Aim of the exercise -
Set down the data below without change, skipping the pictures it holds.
Data to process Start Marker
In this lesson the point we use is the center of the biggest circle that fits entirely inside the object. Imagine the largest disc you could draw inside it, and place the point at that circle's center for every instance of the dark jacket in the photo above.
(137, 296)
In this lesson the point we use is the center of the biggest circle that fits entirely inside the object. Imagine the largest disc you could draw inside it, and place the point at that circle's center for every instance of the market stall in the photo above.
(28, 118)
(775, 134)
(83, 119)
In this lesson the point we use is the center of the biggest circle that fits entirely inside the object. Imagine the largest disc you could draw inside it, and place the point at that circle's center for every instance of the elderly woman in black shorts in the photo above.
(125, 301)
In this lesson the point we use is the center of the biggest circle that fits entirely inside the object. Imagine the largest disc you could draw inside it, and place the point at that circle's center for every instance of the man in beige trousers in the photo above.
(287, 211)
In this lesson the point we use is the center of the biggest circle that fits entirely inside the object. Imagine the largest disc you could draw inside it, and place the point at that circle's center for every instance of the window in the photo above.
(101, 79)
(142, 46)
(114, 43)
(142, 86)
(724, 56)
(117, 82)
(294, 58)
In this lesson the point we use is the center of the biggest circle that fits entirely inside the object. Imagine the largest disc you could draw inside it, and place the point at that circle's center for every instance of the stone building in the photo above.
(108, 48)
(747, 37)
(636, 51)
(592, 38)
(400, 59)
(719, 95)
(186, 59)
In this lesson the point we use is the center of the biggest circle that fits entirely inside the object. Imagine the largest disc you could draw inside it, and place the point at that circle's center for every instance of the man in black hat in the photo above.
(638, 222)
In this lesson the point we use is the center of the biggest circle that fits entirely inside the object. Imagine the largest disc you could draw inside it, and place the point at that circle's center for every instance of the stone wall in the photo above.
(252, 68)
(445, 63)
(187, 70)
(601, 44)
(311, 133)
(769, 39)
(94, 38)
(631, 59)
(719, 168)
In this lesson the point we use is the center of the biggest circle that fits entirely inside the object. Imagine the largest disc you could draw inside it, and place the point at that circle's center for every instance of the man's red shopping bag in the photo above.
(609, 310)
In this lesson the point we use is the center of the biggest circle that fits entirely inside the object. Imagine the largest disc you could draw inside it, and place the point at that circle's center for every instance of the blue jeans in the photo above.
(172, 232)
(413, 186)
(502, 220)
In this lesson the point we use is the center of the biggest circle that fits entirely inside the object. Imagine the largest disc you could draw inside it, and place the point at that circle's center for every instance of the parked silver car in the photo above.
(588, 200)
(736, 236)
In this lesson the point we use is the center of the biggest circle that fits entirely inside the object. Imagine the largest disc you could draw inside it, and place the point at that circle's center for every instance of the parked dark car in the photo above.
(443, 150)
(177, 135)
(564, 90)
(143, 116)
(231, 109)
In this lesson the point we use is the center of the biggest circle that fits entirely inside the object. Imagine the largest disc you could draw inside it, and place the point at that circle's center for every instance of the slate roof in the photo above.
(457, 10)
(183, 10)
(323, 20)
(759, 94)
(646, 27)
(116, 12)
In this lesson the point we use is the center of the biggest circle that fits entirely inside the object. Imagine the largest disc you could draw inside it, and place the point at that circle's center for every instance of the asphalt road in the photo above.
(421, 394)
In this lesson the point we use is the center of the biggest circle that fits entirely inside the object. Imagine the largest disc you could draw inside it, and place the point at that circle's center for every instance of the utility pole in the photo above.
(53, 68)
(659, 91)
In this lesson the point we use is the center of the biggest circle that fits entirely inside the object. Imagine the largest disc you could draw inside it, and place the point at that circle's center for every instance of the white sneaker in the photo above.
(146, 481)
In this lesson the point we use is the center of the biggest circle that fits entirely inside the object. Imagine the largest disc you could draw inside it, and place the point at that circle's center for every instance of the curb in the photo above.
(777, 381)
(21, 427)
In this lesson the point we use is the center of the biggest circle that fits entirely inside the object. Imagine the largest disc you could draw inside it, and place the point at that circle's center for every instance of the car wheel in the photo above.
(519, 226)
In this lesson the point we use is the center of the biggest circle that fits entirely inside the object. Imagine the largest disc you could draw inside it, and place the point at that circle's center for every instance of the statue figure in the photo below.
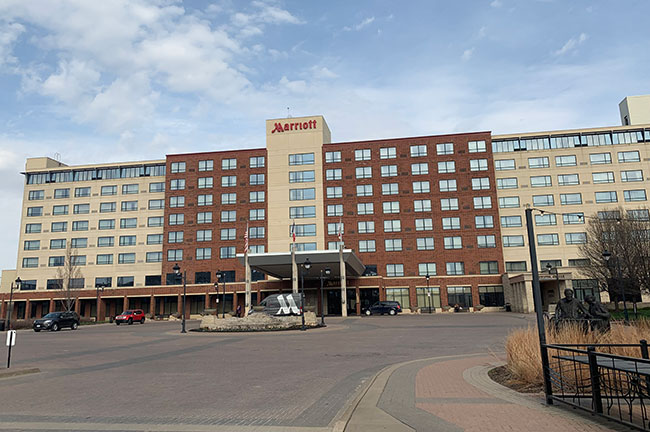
(599, 315)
Data to process End Marker
Exercise response -
In this lesson the point we use is the center of the biggest circle that fits entirely inside the object. Imagine the largest disc you could draw inside it, and place the point at that circle's center for every instance of the dark jacket in the photo above.
(137, 296)
In this lesson the point we use is the center of the biggest circle that fits entirely inside the object. Imagine the largest disc you could draw inside it, and place the point at that circle's center for every instance of the market stall in the photo above.
(28, 118)
(775, 134)
(83, 119)
In this lesson the point we use is the center of the biggest circle that fits entirely inside the object. Imagine the largest disc you could draw inside it, and place the point at that circle's center for every instance of the elderly woman in black shorts in the photo above.
(125, 301)
In this lesson the point we use is the center of the biggest circle that fits entirely inside the object. Imagine the largest disc you could draw inside it, and place the point at that circle's center for every instance of the man in beige trousers in the photo above.
(287, 211)
In this lesson the point we use is the center of the biggest circle that fits entirely inside the object. Imagine the largest disc you could draw inside it, and place the point at that circle's center for every instance of the window in the photo above.
(101, 79)
(142, 46)
(114, 43)
(142, 86)
(724, 56)
(117, 82)
(294, 58)
In this lesson the point we use is the center of the biggest circle that fits entirely inside the object. Imagine the largest disc you could draw inside it, and place the point at that circle's center for every instance of the stone building in the photo above.
(108, 48)
(747, 37)
(636, 51)
(592, 38)
(400, 59)
(719, 95)
(186, 59)
In this lesson the point we use is the center of the biggest circle that fits entirely inside the object. Imagine the largest disc you could draw inside it, and place the point at that circle's center for every instance of the man in black hat in the photo above.
(638, 222)
In this lesson the point we use is the center of the biggest circle that fits entirely inside the object. Imagine the largest disc you could draw inside it, and place the point at that circle's center for every instance of the stone wall in the photo above.
(252, 68)
(445, 63)
(187, 70)
(601, 44)
(311, 133)
(769, 39)
(94, 38)
(631, 59)
(719, 168)
In this lesson the point we use is the center of the biggest circle that fits entirely inside the object. Imagine the largest disc you could draw inside it, and place the point at that circle's center for every instance of the man's red shopping bag in the photo above.
(609, 310)
In this lesson the point we use is the center of the biggest circle that fits entirely inside the object. Imagine the largest disc you could draw inside it, and place the point at that circle's center for every instance of the blue jeans in the photo above.
(172, 232)
(413, 186)
(502, 220)
In this lesson the point we use is the center of the biggest circle that fits entirely inside the object. Imagine the largest disc you could draw inside it, and place the point at that circle's center for every instance of the parked silver car in the photo above.
(588, 200)
(736, 236)
In this lesson the point we use is the center of the biggest circle that fits entirely inside the object. Imagine the largest disc you could draw inside it, and place the point at that circle's center for every instance of the parked dark car in the photo above.
(443, 150)
(177, 135)
(564, 90)
(143, 116)
(231, 109)
In this lesson the point we use is the center of the biggest circle that fits entirely inside the object. Imagine the largest disc you could draw inside it, and place the point at that circle's center for every instance of the slate roof in the photo above.
(457, 10)
(183, 10)
(323, 20)
(759, 94)
(646, 27)
(116, 12)
In this lesson the point we use is the center of the biggest circle that fits entirely inside the object. Imagine the largest disc you could draw inside it, and place the point at that circle's center for every instance of the asphalt road in the photo above.
(421, 394)
In this lesson the point we use is the center of the biggest circle that fits entirely inside the object. Imagine the largest disc you could draw inside it, and place the point at that circle's center for every instance of the utility pole in the photo above.
(53, 68)
(659, 91)
In this lesson the point we use is the center of the biggest circle that fits entirely inside the object. Imagine the largest disc you could draw inside it, and place the point at that circle's center for every instance of the white sneaker in the photo above.
(146, 481)
In this lesson the point we use is the center of the biggest circle that fits entirely inside the object. Imagine the largest disc you could draw inside it, and place the point at that circle's center for every instance of the curb in the photo above.
(777, 381)
(21, 427)
In this lesson the point we use is the center of the biggest circle that fits entirely inside the object. Imagine the largest disc you could draw inside it, and place the point at that circle's center for every instance of the car wheel in the photo above.
(519, 226)
In this lesson the point we use is the center of the biggest circle that fits entirely inside the object. Imagine the largest disc you could draw inside it, and place the point at that circle's center for every instance of the statue figure in the photo below.
(599, 315)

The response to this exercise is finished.